* _Set problem A_: Write out the part of the array pointer thread that opens with the words containing "#include <stdio.h>" and closes with "8 (on a 64 bit arch)".

* _Quoted passage_:

--------------------

Array base address pointer

Question

Given the following code what is the difference between ptr and ptr2? because size of v is 20 whereas size of &v[0] is 4. Why does this even work? Why not a third pointer like ptr* = &v. All of these have the same base address but what is the difference between first... I'm confused. And it gets even worse when using 2d arrays. Thank you for your help!

#include <iostream>
using namespace std;

int main(void)
{
    int v[5] = { 1, 2, 3, 4, 5 };
    int *ptr = v;
    int *ptr2 = &v[0];

    cout << sizeof(v) << endl << sizeof(&v[0]) << endl;
    cout << v << endl << &v << endl << &v[0];
    system("pause");
    return 0;
}

Answer 1

In the context of int *ptr = v;, the array v decays to &v[0]. In the context of sizeof(v), it's still an array.

Answer 2

#include <stdio.h>
int main()
{
    printf("%zu\n", sizeof(int));
    // 4 (on a 64 bit arch)
    printf("%zu\n", sizeof(int*));
    // 8 (on a 64 bit arch)

    int v[5] = {0};

    /*Arrays are real and sizeof digs that.
      sizeof v == sizeof(int) * 5 
      */
    printf("%zu\n", sizeof v);
    // 20

    /*But,
      they convert to pointers to the first element 
      in pointer arithmetic expressions and in function calls
    */

    assert( v+0 == &v[0] );

    /*
       &v[0] != &v 

       While they're the same numerically:

    */
    assert ( (void*)&v == (void*)&v[0] );
#if 0
    /*They have distinct types and so this doesn't compile*/

    assert ( &v == &v[0] );
#endif

    /*The difference shows in pointer arithmetic*/

    /*adding 1 to v (== &v[0]) increments the pointer by sizeof(int) (== sizeof(v[0]) ) */
    assert ( (void*) (&v[0] + 1)  == (char*)&v[0] + sizeof(v[0]) );

    /*whereas adding 1 to &v increments the pointer by sizeof v (==5 * 4)*/

    assert ( (void*) (&v + 1)  == (char*)&v[0] + sizeof(v) );

    puts("success");
    return 0;
}

--------------------

(Saved dataset items)
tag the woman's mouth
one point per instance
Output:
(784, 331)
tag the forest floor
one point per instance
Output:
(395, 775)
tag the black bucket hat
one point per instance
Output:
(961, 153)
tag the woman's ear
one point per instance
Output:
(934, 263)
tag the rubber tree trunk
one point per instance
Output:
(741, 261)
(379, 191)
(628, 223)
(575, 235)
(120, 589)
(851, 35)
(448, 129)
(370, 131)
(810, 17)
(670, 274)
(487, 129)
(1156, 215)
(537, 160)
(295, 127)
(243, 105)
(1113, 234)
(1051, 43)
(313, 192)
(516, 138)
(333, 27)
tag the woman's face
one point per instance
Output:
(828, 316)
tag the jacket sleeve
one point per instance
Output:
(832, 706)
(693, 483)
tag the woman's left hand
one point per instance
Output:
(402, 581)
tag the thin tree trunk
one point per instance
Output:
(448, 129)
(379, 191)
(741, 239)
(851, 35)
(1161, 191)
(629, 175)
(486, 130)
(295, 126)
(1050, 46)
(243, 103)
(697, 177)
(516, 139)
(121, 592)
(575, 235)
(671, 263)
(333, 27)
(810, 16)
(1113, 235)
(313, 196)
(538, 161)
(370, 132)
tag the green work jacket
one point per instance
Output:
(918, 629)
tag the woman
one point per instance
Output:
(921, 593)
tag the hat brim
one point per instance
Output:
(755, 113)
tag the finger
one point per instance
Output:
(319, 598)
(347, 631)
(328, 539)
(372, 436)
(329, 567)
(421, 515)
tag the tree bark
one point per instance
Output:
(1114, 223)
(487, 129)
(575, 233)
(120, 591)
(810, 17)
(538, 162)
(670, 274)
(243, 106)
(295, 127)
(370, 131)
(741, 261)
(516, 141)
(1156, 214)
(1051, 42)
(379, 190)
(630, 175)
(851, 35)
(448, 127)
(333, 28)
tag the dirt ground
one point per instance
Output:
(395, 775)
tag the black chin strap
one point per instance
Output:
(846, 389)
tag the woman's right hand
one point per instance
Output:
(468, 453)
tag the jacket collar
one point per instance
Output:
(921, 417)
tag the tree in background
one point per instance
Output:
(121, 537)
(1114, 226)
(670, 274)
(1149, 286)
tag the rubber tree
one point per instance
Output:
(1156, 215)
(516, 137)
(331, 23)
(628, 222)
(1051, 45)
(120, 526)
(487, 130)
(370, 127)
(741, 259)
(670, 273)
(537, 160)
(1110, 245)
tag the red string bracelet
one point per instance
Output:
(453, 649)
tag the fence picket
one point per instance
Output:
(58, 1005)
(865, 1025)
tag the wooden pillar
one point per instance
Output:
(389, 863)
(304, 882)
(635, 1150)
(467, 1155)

--------------------

* _Set problem B_: In the records, swap "wooden pillar" for "wooden post" in the part that opens with the line containing "tag the jacket collar" and closes with the end of the records. Give only that part again, with everything else unchanged.

* _Correct result A_:
#include <stdio.h>
int main()
{
    printf("%zu\n", sizeof(int));
    // 4 (on a 64 bit arch)
    printf("%zu\n", sizeof(int*));
    // 8 (on a 64 bit arch)

* _Correct result B_:
tag the jacket collar
one point per instance
Output:
(921, 417)
tag the tree in background
one point per instance
Output:
(121, 537)
(1114, 226)
(670, 274)
(1149, 286)
tag the rubber tree
one point per instance
Output:
(1156, 215)
(516, 137)
(331, 23)
(628, 222)
(1051, 45)
(120, 526)
(487, 130)
(370, 127)
(741, 259)
(670, 273)
(537, 160)
(1110, 245)
tag the red string bracelet
one point per instance
Output:
(453, 649)
tag the fence picket
one point per instance
Output:
(58, 1005)
(865, 1025)
tag the wooden post
one point per instance
Output:
(389, 863)
(304, 882)
(635, 1150)
(467, 1155)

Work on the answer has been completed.